_Passage shown:_
--- Start ---

In a MUST READ commentary that pulls back the cloak on the bribes, bid-rigging and collusion within the municipal finance markets, Rolling Stone's Matt Taibbi provides a chilling look into this corner of Wall Street.

I will grant you that Taibbi can be melodramatic at times in his description of certain activities. That said, the  gross reality of the picture he paints of the organized, Mafia-esque type corruption truly smells. Take a whiff as Taibbi writes,

To grasp the full insanity of these revelations, one must step back and consider all this information together: the bribes, yes, but also the industrywide, anti-competitive bid-rigging scheme. It turns into a kind of unbroken Möbius strip of corruption – the banks pay middlemen to rig auctions, the middlemen bribe politicians to win business, then the politicians choose the middlemen to run the auctions, leading right back to the banks bribing the middlemen to rig the bids.

When we allow Wall Street to continually raid the public cookie jar, we're not just enriching a bunch of petty executives (Wolmark's income in 2008, two years after he was busted in the FBI raid, was $2,464,210.18) – we're effectively creating an alternate government, one in which money lifted from the taxpayer's pocket through mob-style schemes turns into a kind of permanent shadow tax, used to maintain the corruption and keep the thieves in place. And that cuts right to the heart of what this case is all about.

Wall Street is tired of making money by competing for business and weathering the vagaries of the market. What it wants instead is something more like the deal the government has – regularly collecting guaranteed taxes. What's crazy is that in order to justify that dream of regular, monopolistic tribute, they've begun to see themselves as a type of shadow government, watching out for the rest of us. Amazingly enough, this even became a defense at trial.

--- End ---

_Data:_
--- Start ---

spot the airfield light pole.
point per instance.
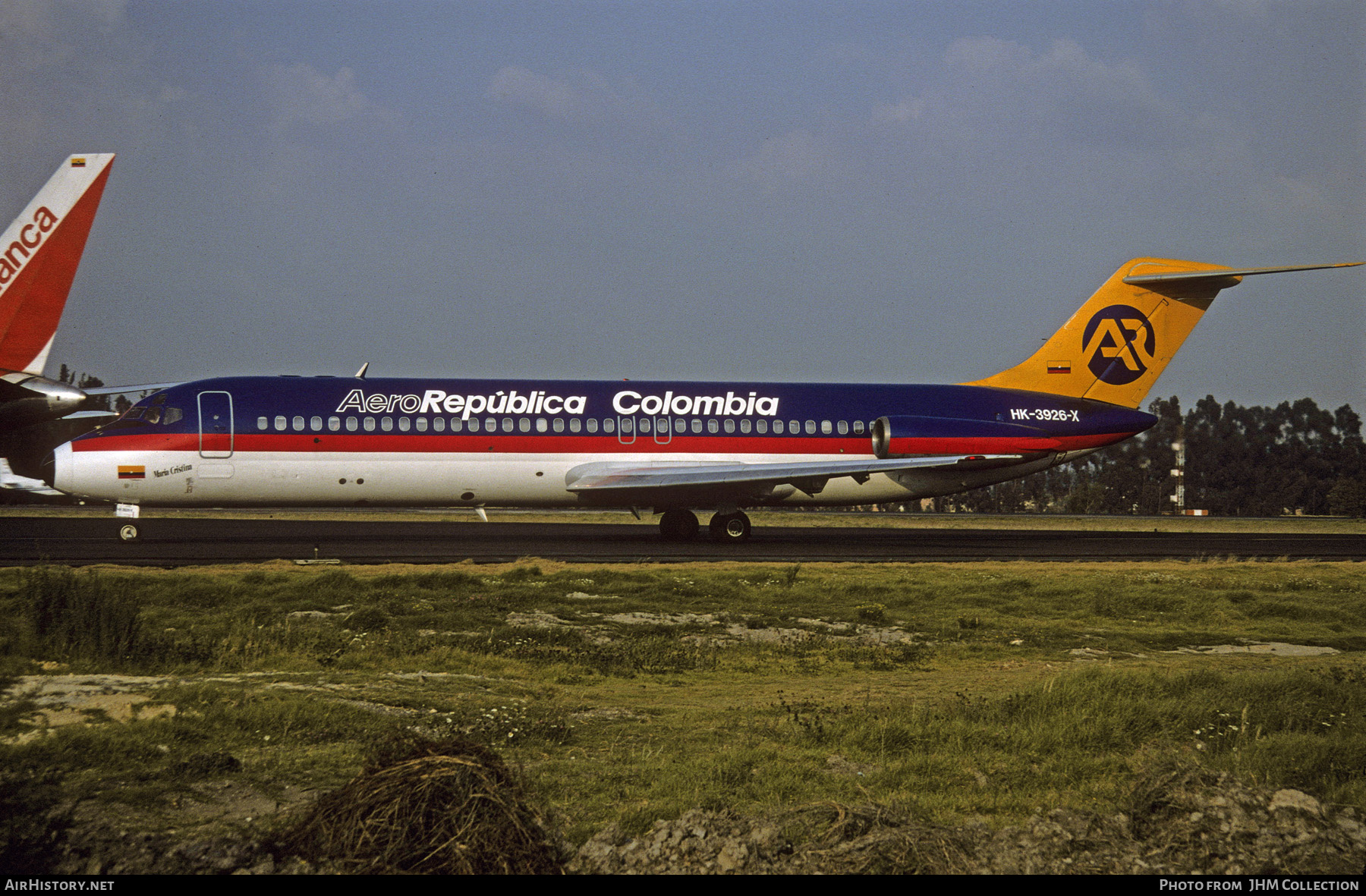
(1179, 473)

--- End ---

_Tasks:_
a) Reproduce word for word the part of the municipal finance commentary that begins at the words "When we allow" and stops after "is all about.".
b) In the municipal finance commentary, what was Wolmark's income in 2008?
The data above isn't needed for anything here.

_Answers given:_
a)
When we allow Wall Street to continually raid the public cookie jar, we're not just enriching a bunch of petty executives (Wolmark's income in 2008, two years after he was busted in the FBI raid, was $2,464,210.18) – we're effectively creating an alternate government, one in which money lifted from the taxpayer's pocket through mob-style schemes turns into a kind of permanent shadow tax, used to maintain the corruption and keep the thieves in place. And that cuts right to the heart of what this case is all about.

b) $2,464,210.18